_Given exercise A_
Rewrite the entries from the line containing "Q: In the image above, where is the hillside" through the last entry, changing "window sill" to "windowsill" and leaving everything else as it is.

_Document text_
========
Definitely, Maybe Agile

We need more QA, developers should be developing

Peter Maddison and Dave Sharrock Season 1 Episode 28

This week on the Definitely, Maybe Agile podcast, Peter Maddison and Dave Sharrock explore important topics relating to QA in teams. These include some of the major issues that arise when you don't test.

Join us on this week's takeaway:
— Don't separate the QA team
— Testing capability must be integrated 
— Identify the problem first, so you can focus on the right areas.

We love to hear feedback! If you have questions, would like to propose a topic, or even join us for a conversation, contact us here: feedback@definitelymaybeagile.com

Peter  00:04
Welcome to Definitely Maybe Agile, the podcast where Peter Madison and David Shurrock discuss the complexities of adopting new ways of working at scale. Hello and welcome to another exciting episode of Definitely Maybe Agile with your hosts, Peter Madison and David Shurrock. So what are we talking about today, Dave? 


Dave 00:20
Well, I think the intention was to touch on that sort of topic in the corner of every agile team, which is QA, and how much QA is the right level of QA, or how many QA quality assurance folks are the right number to have on a team and I think having the QA on the team is good. 


Peter 00:41
Having a separate QA is actually where we start to see problems.
========
_Recorded information_
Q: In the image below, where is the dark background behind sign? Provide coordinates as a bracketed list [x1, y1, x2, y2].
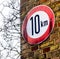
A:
[20, 0, 60, 59]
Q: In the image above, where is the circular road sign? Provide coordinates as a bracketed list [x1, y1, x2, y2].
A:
[22, 5, 55, 45]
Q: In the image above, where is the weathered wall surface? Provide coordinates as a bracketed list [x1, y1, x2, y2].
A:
[20, 0, 60, 59]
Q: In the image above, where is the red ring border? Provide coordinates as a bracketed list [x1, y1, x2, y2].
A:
[22, 5, 55, 45]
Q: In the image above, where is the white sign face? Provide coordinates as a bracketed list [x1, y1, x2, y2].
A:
[22, 5, 55, 45]
[26, 11, 50, 38]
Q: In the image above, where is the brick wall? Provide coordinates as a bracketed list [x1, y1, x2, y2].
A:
[20, 0, 60, 59]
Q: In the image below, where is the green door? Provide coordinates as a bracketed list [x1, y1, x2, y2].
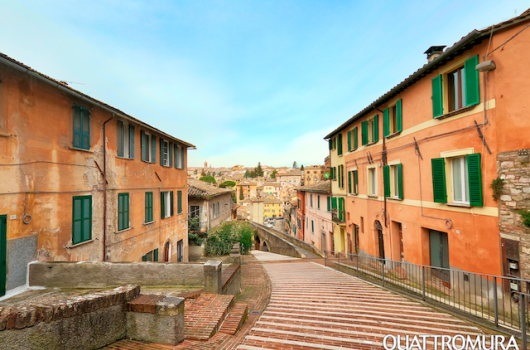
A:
[0, 215, 7, 297]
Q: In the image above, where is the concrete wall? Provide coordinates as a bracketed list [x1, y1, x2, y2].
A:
[29, 262, 204, 288]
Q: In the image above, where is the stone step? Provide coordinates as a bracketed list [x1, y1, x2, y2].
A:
[219, 303, 248, 335]
[184, 294, 234, 340]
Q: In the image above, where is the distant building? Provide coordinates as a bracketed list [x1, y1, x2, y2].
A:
[188, 180, 234, 231]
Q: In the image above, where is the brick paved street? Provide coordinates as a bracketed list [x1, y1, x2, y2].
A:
[238, 253, 482, 350]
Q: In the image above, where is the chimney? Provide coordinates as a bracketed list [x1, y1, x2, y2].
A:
[424, 45, 446, 63]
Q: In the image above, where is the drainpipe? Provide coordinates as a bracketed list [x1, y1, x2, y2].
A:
[103, 113, 114, 261]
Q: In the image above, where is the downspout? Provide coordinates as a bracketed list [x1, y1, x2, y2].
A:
[103, 113, 115, 261]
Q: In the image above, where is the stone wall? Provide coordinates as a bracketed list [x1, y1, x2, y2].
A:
[29, 261, 204, 288]
[496, 149, 530, 279]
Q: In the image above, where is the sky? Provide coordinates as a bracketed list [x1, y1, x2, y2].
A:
[0, 0, 530, 167]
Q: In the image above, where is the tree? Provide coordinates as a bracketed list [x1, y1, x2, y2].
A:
[254, 162, 263, 176]
[199, 175, 217, 185]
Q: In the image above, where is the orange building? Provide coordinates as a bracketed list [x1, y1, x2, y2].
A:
[325, 10, 530, 279]
[0, 54, 194, 296]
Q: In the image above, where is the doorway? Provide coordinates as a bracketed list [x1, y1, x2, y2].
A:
[0, 215, 7, 297]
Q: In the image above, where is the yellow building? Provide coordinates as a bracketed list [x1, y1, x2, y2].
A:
[263, 198, 282, 218]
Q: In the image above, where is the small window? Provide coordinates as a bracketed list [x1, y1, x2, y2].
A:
[368, 168, 377, 196]
[72, 196, 92, 244]
[160, 191, 173, 219]
[118, 193, 130, 231]
[145, 192, 153, 223]
[73, 105, 90, 150]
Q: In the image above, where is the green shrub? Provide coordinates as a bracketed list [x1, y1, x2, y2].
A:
[204, 221, 253, 256]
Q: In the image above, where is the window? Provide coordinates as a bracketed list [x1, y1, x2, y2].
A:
[118, 193, 129, 231]
[140, 130, 156, 163]
[160, 191, 173, 219]
[432, 55, 480, 118]
[361, 114, 379, 145]
[383, 164, 403, 199]
[142, 248, 158, 261]
[145, 192, 153, 223]
[160, 139, 172, 166]
[383, 100, 403, 137]
[368, 167, 377, 196]
[72, 196, 92, 244]
[117, 120, 135, 159]
[431, 153, 483, 207]
[73, 105, 90, 149]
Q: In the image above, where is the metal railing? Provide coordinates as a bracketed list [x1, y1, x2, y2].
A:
[324, 251, 530, 341]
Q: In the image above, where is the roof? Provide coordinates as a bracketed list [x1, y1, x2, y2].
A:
[0, 52, 196, 148]
[188, 180, 234, 199]
[324, 9, 530, 140]
[297, 180, 331, 193]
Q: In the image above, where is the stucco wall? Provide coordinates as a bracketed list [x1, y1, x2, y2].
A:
[29, 262, 204, 288]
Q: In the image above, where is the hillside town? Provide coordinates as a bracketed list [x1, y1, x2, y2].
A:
[0, 4, 530, 350]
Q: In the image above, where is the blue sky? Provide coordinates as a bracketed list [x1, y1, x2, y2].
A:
[0, 0, 530, 166]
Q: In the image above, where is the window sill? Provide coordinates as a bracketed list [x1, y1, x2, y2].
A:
[65, 239, 95, 249]
[114, 227, 134, 234]
[67, 146, 94, 153]
[434, 105, 476, 120]
[445, 203, 471, 208]
[386, 131, 401, 139]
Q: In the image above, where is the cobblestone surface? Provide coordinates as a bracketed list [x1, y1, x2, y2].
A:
[237, 261, 482, 350]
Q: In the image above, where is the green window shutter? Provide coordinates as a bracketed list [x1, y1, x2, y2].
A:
========
_Given exercise B_
Transcribe the podcast episode page word for word from "Join us on this" to "the right areas.".

_Task output A_
Q: In the image above, where is the hillside town? Provide coordinates as a bracketed list [x1, y1, x2, y2].
A:
[0, 4, 530, 350]
Q: In the image above, where is the blue sky? Provide coordinates as a bracketed list [x1, y1, x2, y2].
A:
[0, 0, 530, 166]
Q: In the image above, where is the windowsill? Provide coordinates as a bracketed list [x1, y1, x2, y2].
A:
[65, 239, 95, 249]
[114, 227, 134, 234]
[67, 146, 94, 153]
[434, 105, 476, 120]
[445, 203, 471, 208]
[386, 131, 401, 139]
Q: In the image above, where is the cobblestone surface? Provide coordinates as a bracketed list [x1, y1, x2, y2].
A:
[237, 261, 482, 350]
Q: In the image above, where is the green window shutter? Provide coordinates as a bracketed list [x1, y1, x2, y2].
A:

_Task output B_
Join us on this week's takeaway:
— Don't separate the QA team
— Testing capability must be integrated 
— Identify the problem first, so you can focus on the right areas.